▶ Assignment
Hand back the entries exactly as written, minus every picture.

Stored data entries:
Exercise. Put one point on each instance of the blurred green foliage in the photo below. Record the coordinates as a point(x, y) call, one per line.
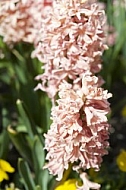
point(25, 113)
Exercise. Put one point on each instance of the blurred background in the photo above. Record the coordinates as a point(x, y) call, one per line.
point(25, 113)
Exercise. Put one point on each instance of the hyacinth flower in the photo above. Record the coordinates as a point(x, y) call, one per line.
point(71, 42)
point(23, 18)
point(79, 131)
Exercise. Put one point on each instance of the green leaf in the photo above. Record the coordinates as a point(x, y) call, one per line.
point(26, 175)
point(20, 142)
point(38, 156)
point(38, 188)
point(28, 123)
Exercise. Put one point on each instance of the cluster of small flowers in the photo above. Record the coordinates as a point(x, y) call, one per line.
point(71, 43)
point(20, 20)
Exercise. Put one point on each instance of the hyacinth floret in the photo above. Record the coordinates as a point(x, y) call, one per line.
point(79, 129)
point(71, 42)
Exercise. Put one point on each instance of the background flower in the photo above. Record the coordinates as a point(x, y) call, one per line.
point(4, 168)
point(20, 20)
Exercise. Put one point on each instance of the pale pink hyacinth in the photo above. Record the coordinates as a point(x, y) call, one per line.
point(20, 20)
point(71, 42)
point(79, 130)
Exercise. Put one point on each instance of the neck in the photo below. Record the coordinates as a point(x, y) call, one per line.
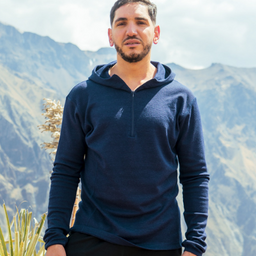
point(134, 74)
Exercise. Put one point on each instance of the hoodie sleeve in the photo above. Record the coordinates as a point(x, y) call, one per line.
point(194, 178)
point(65, 177)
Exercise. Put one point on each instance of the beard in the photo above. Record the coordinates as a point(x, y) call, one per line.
point(134, 57)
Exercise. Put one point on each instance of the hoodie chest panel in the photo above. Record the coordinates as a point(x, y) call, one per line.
point(119, 114)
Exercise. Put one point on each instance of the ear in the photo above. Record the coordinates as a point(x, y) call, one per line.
point(111, 43)
point(156, 34)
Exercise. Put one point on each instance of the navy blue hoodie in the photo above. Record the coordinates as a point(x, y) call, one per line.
point(126, 146)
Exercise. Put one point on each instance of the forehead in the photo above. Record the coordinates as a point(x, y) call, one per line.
point(132, 10)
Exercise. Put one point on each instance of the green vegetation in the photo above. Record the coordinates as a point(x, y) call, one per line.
point(23, 238)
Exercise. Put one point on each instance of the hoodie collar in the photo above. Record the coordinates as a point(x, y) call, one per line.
point(100, 75)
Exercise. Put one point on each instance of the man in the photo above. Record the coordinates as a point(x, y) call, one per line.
point(124, 131)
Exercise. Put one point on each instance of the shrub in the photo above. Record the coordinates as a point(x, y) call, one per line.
point(23, 238)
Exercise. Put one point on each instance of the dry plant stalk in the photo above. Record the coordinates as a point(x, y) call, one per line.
point(53, 112)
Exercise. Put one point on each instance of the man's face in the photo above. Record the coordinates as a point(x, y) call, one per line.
point(133, 32)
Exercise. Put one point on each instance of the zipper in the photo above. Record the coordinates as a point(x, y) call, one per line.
point(132, 128)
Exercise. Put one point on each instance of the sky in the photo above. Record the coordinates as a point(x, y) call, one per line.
point(194, 33)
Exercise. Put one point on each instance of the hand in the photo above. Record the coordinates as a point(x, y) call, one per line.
point(188, 254)
point(56, 250)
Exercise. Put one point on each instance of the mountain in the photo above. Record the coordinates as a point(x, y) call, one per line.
point(33, 67)
point(227, 100)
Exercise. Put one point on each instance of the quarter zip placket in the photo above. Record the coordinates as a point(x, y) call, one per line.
point(132, 128)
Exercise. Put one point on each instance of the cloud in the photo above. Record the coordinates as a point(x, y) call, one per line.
point(193, 33)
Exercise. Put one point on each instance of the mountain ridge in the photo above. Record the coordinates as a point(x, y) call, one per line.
point(34, 67)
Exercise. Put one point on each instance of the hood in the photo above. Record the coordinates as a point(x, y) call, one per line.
point(100, 75)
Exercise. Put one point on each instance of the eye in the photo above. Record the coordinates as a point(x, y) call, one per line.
point(121, 24)
point(141, 23)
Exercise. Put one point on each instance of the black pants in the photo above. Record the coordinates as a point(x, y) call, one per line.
point(86, 245)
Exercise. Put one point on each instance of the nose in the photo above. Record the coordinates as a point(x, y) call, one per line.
point(131, 30)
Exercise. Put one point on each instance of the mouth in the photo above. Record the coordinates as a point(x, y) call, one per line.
point(132, 42)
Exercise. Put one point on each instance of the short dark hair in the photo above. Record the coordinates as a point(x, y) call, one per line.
point(152, 9)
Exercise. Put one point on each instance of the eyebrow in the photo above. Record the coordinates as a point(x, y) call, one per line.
point(125, 19)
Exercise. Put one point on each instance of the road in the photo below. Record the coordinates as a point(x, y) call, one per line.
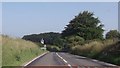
point(64, 59)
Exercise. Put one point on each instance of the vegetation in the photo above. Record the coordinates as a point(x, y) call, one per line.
point(83, 36)
point(85, 25)
point(112, 34)
point(51, 39)
point(16, 51)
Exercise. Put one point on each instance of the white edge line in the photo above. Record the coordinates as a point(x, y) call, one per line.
point(64, 60)
point(35, 58)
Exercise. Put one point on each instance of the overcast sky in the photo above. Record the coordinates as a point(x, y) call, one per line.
point(22, 18)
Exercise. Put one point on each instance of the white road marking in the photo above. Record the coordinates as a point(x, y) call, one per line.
point(35, 59)
point(64, 60)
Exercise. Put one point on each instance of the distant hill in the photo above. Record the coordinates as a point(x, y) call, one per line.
point(49, 38)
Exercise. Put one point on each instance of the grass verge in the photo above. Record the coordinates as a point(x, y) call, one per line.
point(16, 52)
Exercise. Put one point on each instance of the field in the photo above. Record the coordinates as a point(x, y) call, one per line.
point(107, 50)
point(16, 52)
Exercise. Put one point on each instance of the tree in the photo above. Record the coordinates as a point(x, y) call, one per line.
point(85, 25)
point(112, 34)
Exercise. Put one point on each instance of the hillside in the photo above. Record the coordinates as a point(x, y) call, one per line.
point(16, 51)
point(111, 54)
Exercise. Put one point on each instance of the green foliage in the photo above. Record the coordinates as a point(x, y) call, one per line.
point(75, 40)
point(107, 50)
point(112, 34)
point(85, 25)
point(16, 52)
point(53, 48)
point(50, 38)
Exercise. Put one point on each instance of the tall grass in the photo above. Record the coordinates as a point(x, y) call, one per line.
point(16, 52)
point(106, 50)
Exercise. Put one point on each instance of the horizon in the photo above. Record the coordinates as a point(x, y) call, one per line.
point(21, 19)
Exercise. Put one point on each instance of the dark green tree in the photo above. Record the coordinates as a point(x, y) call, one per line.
point(85, 25)
point(112, 34)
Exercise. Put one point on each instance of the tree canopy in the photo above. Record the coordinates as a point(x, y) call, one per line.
point(85, 25)
point(112, 34)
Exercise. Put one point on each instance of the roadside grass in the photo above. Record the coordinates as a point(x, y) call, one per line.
point(101, 50)
point(16, 52)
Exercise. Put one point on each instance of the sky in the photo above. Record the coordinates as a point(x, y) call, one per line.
point(23, 18)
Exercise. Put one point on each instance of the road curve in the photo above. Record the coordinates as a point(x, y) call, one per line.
point(64, 59)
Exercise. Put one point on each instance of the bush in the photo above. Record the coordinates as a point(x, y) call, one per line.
point(53, 48)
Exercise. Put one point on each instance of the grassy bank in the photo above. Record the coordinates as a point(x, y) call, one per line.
point(16, 52)
point(107, 50)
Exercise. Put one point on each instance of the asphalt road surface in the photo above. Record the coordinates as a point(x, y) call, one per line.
point(64, 59)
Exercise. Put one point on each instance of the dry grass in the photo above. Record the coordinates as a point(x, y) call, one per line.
point(16, 51)
point(93, 47)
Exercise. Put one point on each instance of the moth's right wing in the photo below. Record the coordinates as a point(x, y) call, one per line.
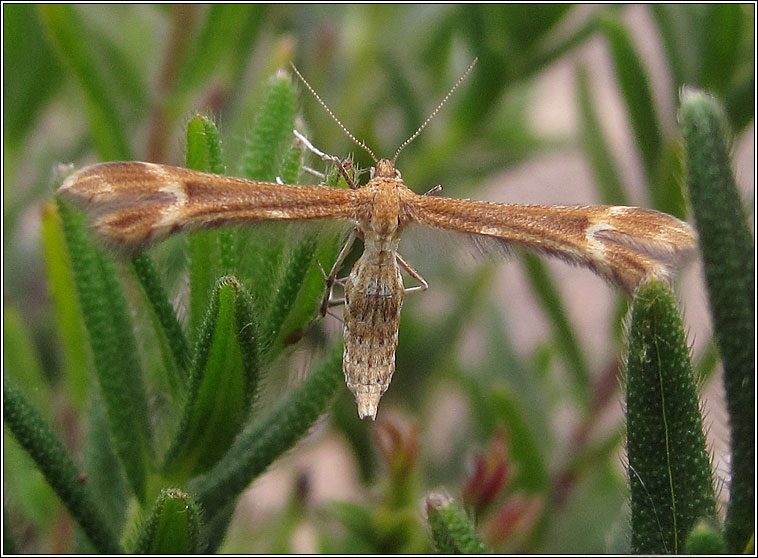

▶ Solution for this problem
Exercise. Put one point on each instance of the blurred green foliage in the photo below. Record the coordinates as a point(x, y) call, one per line.
point(25, 113)
Exercise. Put one point on each instance of the blurred background in the photo above. Record the coordinates as a point(x, y) call, one per line.
point(25, 113)
Exercise. Put one point on each instance of the hyacinth flower in the photo above. Record the coordinates as a point(x, y) call, one per line.
point(71, 42)
point(23, 18)
point(79, 131)
Exercise. Put one point on each instance of the green leaf in the photo above. Record the coordinates as a point(x, y) call, one per line.
point(26, 175)
point(20, 142)
point(38, 156)
point(38, 188)
point(28, 123)
Exercise. Put one point on each instance of the cluster of small flowers in the photo above. Record the coordinates as a point(x, y) call, one per line.
point(71, 43)
point(20, 20)
Exercise. Put one point on each instance of the hyacinth floret in the photo above. Record the coordinates as a point(x, y) call, one per line.
point(79, 129)
point(71, 42)
Exercise. Put one point on each instance of the background flower in the photo above. Record the coordinates as a point(x, y) call, one per line.
point(4, 168)
point(20, 20)
Exercise. Put one point on each instance of the pale pink hyacinth in the photo above. Record the coordinates as a point(x, y) call, one per line.
point(20, 20)
point(71, 42)
point(79, 130)
Exercise. Put one point on each instance of the neck in the photo below. Record the coordinates as a point(x, y) call, one per line.
point(134, 74)
Exercise. Put one point on each instance of the hoodie sleeve in the photo above. Record the coordinates as a point(x, y) call, one per line.
point(194, 178)
point(65, 177)
Exercise. Put one point on each instance of the beard in the photo above. Record the coordinates as a point(x, y) call, one per line.
point(134, 57)
Exercise. Put one point on each instance of the hoodie chest panel in the photo above. Record the coordinates as a point(x, y) call, one per line.
point(119, 114)
Exercise. Put one point on each instance of the ear in the photo above. Record the coordinates as a point(x, y) call, one per line.
point(111, 43)
point(156, 34)
Exercise. Put one point on each instance of the navy blue hoodie in the photo above. Record the coordinates as a point(x, y) call, one per line.
point(126, 146)
Exercise. Put one point on each instance of the forehead in the photo above. Record the coordinates as a point(x, y) call, one per line.
point(132, 10)
Exercise. Put one point on each instance of the green vegetation in the photo above. Record the coordinates as a point(x, y) call, one per line.
point(23, 238)
Exercise. Put one point on each instance of the hoodie collar in the photo above. Record the coordinates as a point(x, y) call, one per line.
point(100, 75)
Exercise. Put one point on each instance of the man in the photo above. Record the coordinates as a point(x, y) call, one per line.
point(124, 131)
Exercise. Put one point on each instance of the shrub in the photo above. Record the coordinates as a point(x, y) call, one per line.
point(23, 238)
Exercise. Put one point on each instance of the dry plant stalk in the photo above. Record the coordinates as a point(x, y) call, one per line.
point(53, 112)
Exercise. Put one point on each instance of the man's face in the photo above. Record the coordinates as a point(x, y) call, one per line.
point(133, 32)
Exercise. Put one point on each instance of the zipper in the photo above. Record the coordinates as a point(x, y) call, one per line.
point(132, 128)
Exercise. Put one point on each instance of the sky in the photo above. Record the coordinates as a point(x, y) call, one per line.
point(194, 33)
Exercise. Put one point on each instance of the hand in the photo above. Record the coordinates as a point(x, y) call, one per line.
point(188, 254)
point(56, 250)
Exercise. Put one point on each instance of the mountain in the photo above. Record the coordinates as a point(x, y) call, one per line.
point(33, 67)
point(227, 100)
Exercise. Put one point on each instance of the quarter zip placket in the photo above. Record the coordinates as a point(x, y) call, one per line.
point(132, 128)
Exercise. Put one point on each instance of the cloud in the photo above. Record the coordinates as a point(x, y) call, one per line.
point(193, 33)
Exercise. Put one point on each instance of the mountain ridge in the photo above. Record the coordinates as a point(x, y) call, one per line.
point(34, 67)
Exercise. Put one point on each instance of the hood in the photo above. Record the coordinates as a point(x, y) call, one per line.
point(100, 75)
Exercise. Put one point on each instance of the eye in the photo above. Record the coordinates as a point(x, y) call, one per line.
point(121, 24)
point(141, 23)
Exercise. Put one point on each instance of the black pants in the photo above. Record the coordinates as a point(x, y) call, one per line.
point(86, 245)
Exercise. Put one point on each instance of the nose in the photo above. Record the coordinates as a point(x, y) call, one per line.
point(131, 30)
Exercise. Put one point on each instance of the mouth in the photo above. Record the coordinates as a point(x, y) call, one per line.
point(132, 42)
Exercise. Put one point on each instance of the short dark hair in the photo above. Record the coordinates as a point(x, y) call, one per line.
point(152, 9)
Exercise. Put one point on each instance of the eyebrow in the photo above. Record the coordinates as a point(x, y) call, one per line.
point(125, 19)
Exercise. Put one point on each instance of the road in the photo below. Record the coordinates as a point(x, y) call, one per line.
point(64, 59)
Exercise. Put one point on each instance of the vegetation in the photo above. Record the coordinates as a point(x, y) call, one per line.
point(83, 36)
point(85, 25)
point(112, 34)
point(51, 39)
point(16, 51)
Exercise. Put one point on each instance of the white edge line in the photo above. Record the coordinates as a point(x, y) call, one per line.
point(64, 60)
point(35, 58)
Exercise. Put one point on each instance of the overcast sky in the photo above. Record the coordinates as a point(x, y) call, one per line.
point(22, 18)
Exercise. Put one point on each instance of the white road marking in the photo above. Record the coordinates as a point(x, y) call, one per line.
point(35, 59)
point(64, 60)
Exercise. Put one point on each instance of the distant hill in the photo above. Record the coordinates as a point(x, y) call, one per line.
point(49, 38)
Exercise. Put one point on each instance of the grass verge in the photo above. Record the coordinates as a point(x, y) call, one per line.
point(16, 52)
Exercise. Put one point on each instance of the field in the photo above. Record the coordinates as a point(x, y) call, one per line.
point(107, 50)
point(16, 52)
Exercise. Put one point on each instance of the tree in the photo above. Record the coordinates as a point(x, y) call, one per line.
point(85, 25)
point(112, 34)
Exercise. Put one point on each instance of the hillside in the photo above. Record the coordinates as a point(x, y) call, one per line.
point(16, 51)
point(111, 54)
Exercise. Put one point on each instance of the green foliage in the photo above. Record the coordinates as a point(x, y) call, one per line.
point(75, 40)
point(107, 50)
point(112, 34)
point(85, 25)
point(16, 52)
point(53, 48)
point(50, 38)
Exercise. Put one point on each instance of the tall grass in the photo above. Record the coordinates as a point(x, y) call, one per line.
point(16, 52)
point(106, 50)
Exercise. Put one point on each instance of the horizon in the photo above. Record the coordinates as a point(x, y) call, one per line.
point(21, 19)
Exercise. Put one point on each instance of the dark green tree in the photo above. Record the coordinates as a point(x, y) call, one per line.
point(85, 25)
point(112, 34)
Exercise. Put one point on each instance of the tree canopy in the photo above. Record the coordinates as a point(x, y) call, one per line.
point(85, 25)
point(112, 34)
Exercise. Put one point on each instance of the roadside grass in the photo above. Record the coordinates as a point(x, y) call, one per line.
point(101, 50)
point(16, 52)
Exercise. Put one point on each instance of the sky in the photo above. Record the coordinates as a point(x, y) call, one per line.
point(23, 18)
Exercise. Put one point on each instance of the road curve in the photo above. Record the coordinates as a point(x, y) call, one per line.
point(64, 59)
Exercise. Put one point on each instance of the bush in the photo above. Record the coordinates as a point(x, y) call, one per line.
point(53, 48)
Exercise. Put one point on each instance of the grassy bank in the photo above. Record the coordinates as a point(x, y) call, one per line.
point(16, 52)
point(107, 50)
Exercise. Put one point on each instance of the asphalt road surface in the photo above. Record the coordinates as a point(x, y) call, one per line.
point(64, 59)
Exercise. Put one point on each instance of the dry grass in the photo above. Record the coordinates as a point(x, y) call, one per line.
point(16, 51)
point(93, 47)
Exercise. Put one point on each instance of the moth's right wing in the photo below. Record the coordinates as a point(x, y) call, one per line.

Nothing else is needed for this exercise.